-- Document passage --
# # # # # # #
Entity Matching with Large Language Models as Weak and Strong Labellers

Diarmuid O'Reilly-Morgan, Elias Z. Tragos, Erika Duriakova, Honghui Du, Neil Hurley, Aonghus Lawlor

Published: 01 Jan 2024, Last Modified: 19 Feb 2025ADBIS (Short Papers) 2024EveryoneRevisionsBibTeXCC BY-SA 4.0

Abstract: A number of recent studies have shown that pre-trained large language models (LLMs) display highly competitive performance on entity matching tasks while acting in a zero shot manner, thus reducing the need for labelled training data. However, the use of the most capable LLMs (e.g. GPT-4) comes at a strongly prohibitive cost, whilst weaker LLMs (e.g. GPT-3) are significantly cheaper yet still provide reasonable performance without training data. In this study, we consider a scenario in which a budget constrained data practitioner with limited access to training data attempts to perform LLM based inference for an entity matching task. Within budget, they can afford to have only some portion of the data labelled by a stronger LLM. We cast this problem as that of deciding when to defer to a stronger LLM. In this scenario, we assume that a weak LLM provides cheap but noisy labels, while a strong LLM provides labels with better precision, but greatly increased cost. To address this, we develop a technique capable of intelligently allocating labels between strong and weak LLM labellers to maximise performance within the given budget. We show that, given a small amount of already labelled data, it is possible to reliably learn when the weak LLM is likely to be inaccurate, and thus defer to the stronger more expensive LLM. Employing GPT-3 and GPT-4 on four popular entity matching benchmarks we find that, given a specific budget to spend on the strong LLM, our approach generally performs better than a random labelling allocation, and outperforms an in-context-learning strategy. As such, this work outlines a simple yet effective methodology whereby real-world practitioners can employ LLMs in entity matching tasks.
# # # # # # #
-- Exercise description --
According to the entity matching abstract, on how many popular entity matching benchmarks were GPT-3 and GPT-4 employed? These items have nothing to do with the abstract.

(Stored data entries)
# # # # # # #
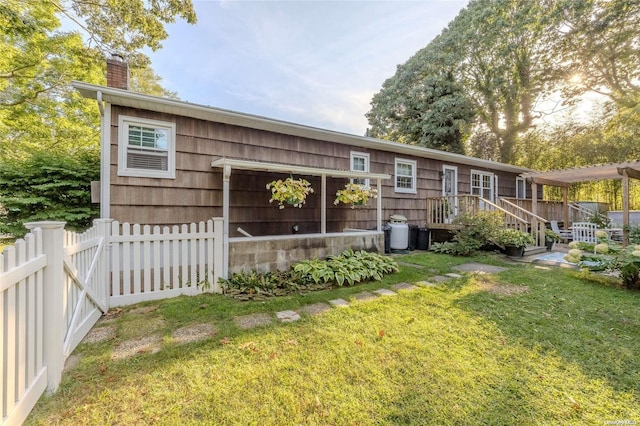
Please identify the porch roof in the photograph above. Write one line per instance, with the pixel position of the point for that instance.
(290, 168)
(566, 177)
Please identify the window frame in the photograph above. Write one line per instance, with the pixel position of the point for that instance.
(124, 122)
(493, 181)
(366, 157)
(414, 177)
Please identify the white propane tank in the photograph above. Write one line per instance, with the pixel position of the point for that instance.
(399, 236)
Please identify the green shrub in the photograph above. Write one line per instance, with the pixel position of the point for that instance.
(349, 268)
(476, 230)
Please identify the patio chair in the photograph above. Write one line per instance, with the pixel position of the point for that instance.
(565, 235)
(584, 231)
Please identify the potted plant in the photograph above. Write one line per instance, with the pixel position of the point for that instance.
(289, 191)
(355, 194)
(550, 237)
(514, 241)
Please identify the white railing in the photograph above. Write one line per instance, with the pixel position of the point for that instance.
(442, 210)
(55, 284)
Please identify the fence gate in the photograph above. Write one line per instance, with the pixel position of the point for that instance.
(85, 290)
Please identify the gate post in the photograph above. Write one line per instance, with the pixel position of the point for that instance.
(53, 316)
(103, 227)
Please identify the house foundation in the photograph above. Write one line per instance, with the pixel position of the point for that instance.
(270, 253)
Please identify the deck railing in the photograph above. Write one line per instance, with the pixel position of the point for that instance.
(441, 211)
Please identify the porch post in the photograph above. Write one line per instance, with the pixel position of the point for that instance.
# # # # # # #
-- The answer --
Four.